━━━ Material shown

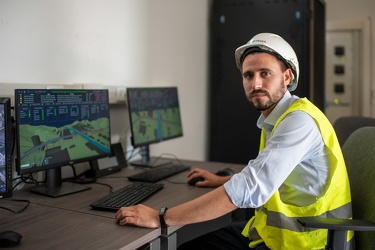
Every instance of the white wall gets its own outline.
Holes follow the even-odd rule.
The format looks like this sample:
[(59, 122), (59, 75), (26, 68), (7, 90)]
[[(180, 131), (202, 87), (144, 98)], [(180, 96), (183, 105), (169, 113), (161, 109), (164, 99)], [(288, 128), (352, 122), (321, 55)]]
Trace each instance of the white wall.
[[(0, 83), (176, 85), (184, 137), (151, 152), (204, 160), (211, 1), (2, 0)], [(326, 7), (328, 21), (375, 18), (373, 0), (327, 0)], [(127, 113), (121, 105), (113, 113), (120, 135)]]
[(178, 86), (184, 132), (152, 146), (154, 155), (206, 159), (208, 12), (207, 0), (150, 1), (150, 84)]
[(0, 82), (145, 81), (148, 5), (147, 0), (0, 1)]
[[(204, 160), (207, 26), (208, 0), (2, 0), (0, 96), (1, 83), (178, 86), (184, 137), (151, 153)], [(127, 115), (111, 107), (125, 147)]]

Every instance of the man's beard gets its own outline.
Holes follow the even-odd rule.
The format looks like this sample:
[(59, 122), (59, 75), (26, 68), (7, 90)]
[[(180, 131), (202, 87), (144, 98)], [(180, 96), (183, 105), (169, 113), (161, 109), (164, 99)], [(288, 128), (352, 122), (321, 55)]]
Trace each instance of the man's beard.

━━━━━━

Each record must be set down again without alteration, and no picture may be carried over.

Every instance of the white wall gets its own outline.
Holes follow the even-odd rule.
The format looks like this sample:
[(59, 122), (59, 75), (26, 68), (7, 90)]
[[(180, 131), (202, 87), (144, 98)], [(180, 96), (183, 105), (169, 113), (161, 109), (164, 99)], [(288, 128), (352, 122), (321, 55)]]
Trace each instance of the white wall.
[[(0, 83), (176, 85), (184, 137), (151, 152), (204, 160), (211, 1), (2, 0)], [(326, 7), (328, 21), (375, 18), (373, 0), (327, 0)], [(127, 113), (121, 105), (113, 113), (120, 135)]]
[(178, 86), (184, 132), (152, 146), (154, 155), (206, 159), (208, 12), (207, 0), (150, 1), (150, 84)]
[(0, 82), (145, 81), (148, 5), (147, 0), (0, 1)]
[[(204, 160), (207, 26), (208, 0), (2, 0), (0, 96), (1, 83), (178, 86), (184, 137), (151, 153)], [(127, 115), (111, 107), (125, 147)]]

Every instance of the man's beard gets its own outline.
Holes follow the even-odd rule.
The format looks like this sample:
[(59, 122), (59, 75), (26, 68), (7, 90)]
[[(180, 131), (202, 87), (144, 98)], [(180, 96), (183, 105), (169, 113), (161, 109), (164, 99)], [(288, 128), (352, 122), (321, 55)]]
Trace each instance of the man's beard.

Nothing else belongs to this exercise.